-- DOCUMENT TEXT --
It was summer, and I was lying on the beach.
Carefree and young, not thinking much about anything on the street.
There was work, there was ambition.
There was fun and a whole lot of play.
There were risks to be taken and mountains to be climbed.
There was no thought of settling down.
My 20s were mine and just mine.
Then she comes in and says hi, and the whole world turns upside down.
Leave alone marriage; Love was never my ally.
It was one of those things which always felt near but was never mine.
She came in and said hi, and everything turned upside down.
A month in, we decided we were one.
And just like that, in autumn, we got engaged, and then the whole world knew she was mine.
There was marriage prep and the search for a home.
Before we knew it, we were shopping for furniture, making the house into our home.
Then winter came, and rings got exchanged.
Mrs & Mr we became, not knowing where it all started and not knowing where it would end.
“How did this move so fast?” I thought.
It was just summer when I was carefree and lost.
Could you find who you are by finding a person to love?
I think I did, but there was so much to do I had no time to think about any of that.
Marriage didn’t slow down life; it just accelerated what began in summer.
There was a ring on my finger.
A piece of gold glistening and reminding of the promises made in the altar.
Then there was her on the left, the reason for the speed.
We met in the summer and married in the winter.
Thus the whirlwind ended and now the settling began.
Or so I thought.
It’s one thing to fall in love.
It’s quite another to stay and build a relationship in love.
And then from winter came spring and then summer and winter again.
The year went in a blink, and here we were building something different.
Not her or I. But us.
We fought, we fell apart, and came back together.

-- RECORD EXTRACTS --
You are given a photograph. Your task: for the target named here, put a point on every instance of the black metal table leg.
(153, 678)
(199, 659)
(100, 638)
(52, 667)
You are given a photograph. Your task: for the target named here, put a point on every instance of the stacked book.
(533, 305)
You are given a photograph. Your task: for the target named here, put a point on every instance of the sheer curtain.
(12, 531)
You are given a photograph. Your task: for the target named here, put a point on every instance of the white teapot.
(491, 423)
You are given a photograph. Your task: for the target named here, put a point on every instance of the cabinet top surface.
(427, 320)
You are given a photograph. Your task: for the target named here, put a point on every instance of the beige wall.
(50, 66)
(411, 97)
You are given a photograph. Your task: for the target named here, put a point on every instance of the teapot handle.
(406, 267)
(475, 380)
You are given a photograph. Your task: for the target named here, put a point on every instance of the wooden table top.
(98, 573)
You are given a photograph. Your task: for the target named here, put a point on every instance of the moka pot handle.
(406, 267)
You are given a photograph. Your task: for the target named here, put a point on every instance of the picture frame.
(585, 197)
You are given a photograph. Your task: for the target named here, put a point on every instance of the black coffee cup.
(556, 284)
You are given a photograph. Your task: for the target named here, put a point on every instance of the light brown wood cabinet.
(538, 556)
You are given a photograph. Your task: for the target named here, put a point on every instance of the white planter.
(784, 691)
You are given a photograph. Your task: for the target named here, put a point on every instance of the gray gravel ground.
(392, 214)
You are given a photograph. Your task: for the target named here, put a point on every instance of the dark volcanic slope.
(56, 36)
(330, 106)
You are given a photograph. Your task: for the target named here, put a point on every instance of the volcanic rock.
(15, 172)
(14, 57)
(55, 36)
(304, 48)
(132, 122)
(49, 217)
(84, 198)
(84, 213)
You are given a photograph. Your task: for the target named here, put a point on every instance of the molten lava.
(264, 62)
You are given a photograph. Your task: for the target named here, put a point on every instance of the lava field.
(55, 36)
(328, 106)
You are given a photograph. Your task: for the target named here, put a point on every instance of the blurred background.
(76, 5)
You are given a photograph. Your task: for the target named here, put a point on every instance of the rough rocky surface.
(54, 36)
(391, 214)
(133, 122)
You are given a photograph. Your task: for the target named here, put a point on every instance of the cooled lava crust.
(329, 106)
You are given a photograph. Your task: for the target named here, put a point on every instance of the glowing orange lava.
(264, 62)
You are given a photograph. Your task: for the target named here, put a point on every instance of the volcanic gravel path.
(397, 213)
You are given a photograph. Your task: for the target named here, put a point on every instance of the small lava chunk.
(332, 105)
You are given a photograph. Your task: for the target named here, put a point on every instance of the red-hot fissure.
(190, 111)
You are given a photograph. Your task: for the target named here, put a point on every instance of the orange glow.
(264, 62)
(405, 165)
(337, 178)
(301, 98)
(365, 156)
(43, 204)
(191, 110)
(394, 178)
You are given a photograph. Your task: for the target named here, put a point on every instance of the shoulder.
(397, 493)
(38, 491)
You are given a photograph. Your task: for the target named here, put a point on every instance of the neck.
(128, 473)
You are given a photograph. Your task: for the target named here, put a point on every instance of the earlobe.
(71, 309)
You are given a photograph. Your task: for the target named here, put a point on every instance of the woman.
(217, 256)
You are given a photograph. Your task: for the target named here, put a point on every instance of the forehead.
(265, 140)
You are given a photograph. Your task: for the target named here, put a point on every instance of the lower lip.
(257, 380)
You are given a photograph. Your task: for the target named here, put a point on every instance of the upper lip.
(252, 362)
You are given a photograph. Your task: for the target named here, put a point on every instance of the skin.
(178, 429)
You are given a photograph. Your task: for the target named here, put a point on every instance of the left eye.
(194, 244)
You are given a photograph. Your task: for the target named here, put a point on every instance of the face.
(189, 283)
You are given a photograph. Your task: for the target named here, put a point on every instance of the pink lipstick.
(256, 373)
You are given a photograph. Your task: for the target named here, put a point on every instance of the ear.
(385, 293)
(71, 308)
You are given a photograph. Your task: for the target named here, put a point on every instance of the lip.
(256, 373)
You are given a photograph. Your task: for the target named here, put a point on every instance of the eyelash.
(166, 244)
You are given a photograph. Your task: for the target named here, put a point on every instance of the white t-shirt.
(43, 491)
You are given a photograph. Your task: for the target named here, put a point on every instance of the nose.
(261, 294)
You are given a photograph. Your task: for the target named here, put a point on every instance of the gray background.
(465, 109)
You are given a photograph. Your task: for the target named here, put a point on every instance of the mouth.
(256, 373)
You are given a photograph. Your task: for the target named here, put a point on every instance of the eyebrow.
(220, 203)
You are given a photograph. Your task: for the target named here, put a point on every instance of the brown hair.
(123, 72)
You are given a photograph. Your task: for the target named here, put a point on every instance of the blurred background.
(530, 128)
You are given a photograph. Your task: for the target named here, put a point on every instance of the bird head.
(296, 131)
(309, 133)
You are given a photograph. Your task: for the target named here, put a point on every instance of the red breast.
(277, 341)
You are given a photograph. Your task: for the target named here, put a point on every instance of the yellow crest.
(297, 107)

-- ABOUT THIS EXERCISE --
Continue the reflection on a summer romance that turned into marriage, beginning right after its final line.

-- ANSWER SECTION --
The year was fast, and there was no time to think about any of that.
We just had to act. Pull our act together.
Time just ran by.
And we figured what we meant to each other.
As I was about to get used to the ring in my hand, then came the test.
It was positive, and there were tears of joy and sweats of fear.
One plus one was soon to become three, and just as I was learning to become a husband, the word Dad came and everything went to pieces.
Half petrified and scared, I vomited and fainted as wifey stood tall and took me through the motions.
From winter, we went to the next spring, and then to the hot summer, her belly grew big and things just went insane.
The house needed babyproofing, and there was shopping again.
We just moved in, and now we are changing everything again.
Everything stood still for soo long until last summer.
Then she came in, and everything went asunder.
We had a honeymoon but just a short one.
Before we could plan anything else, the world shut down.
Then the world opened, but her belly became big.
We were going to become parents & we had to act.
We just had to act and there was no time to think about any of that.
It was autumn and with it came the hospital door.
There was scrubs and complications and cries outside the operation theater door.
Less than 30 minutes later she came out, I became a father and now where there was not one, but two women to love.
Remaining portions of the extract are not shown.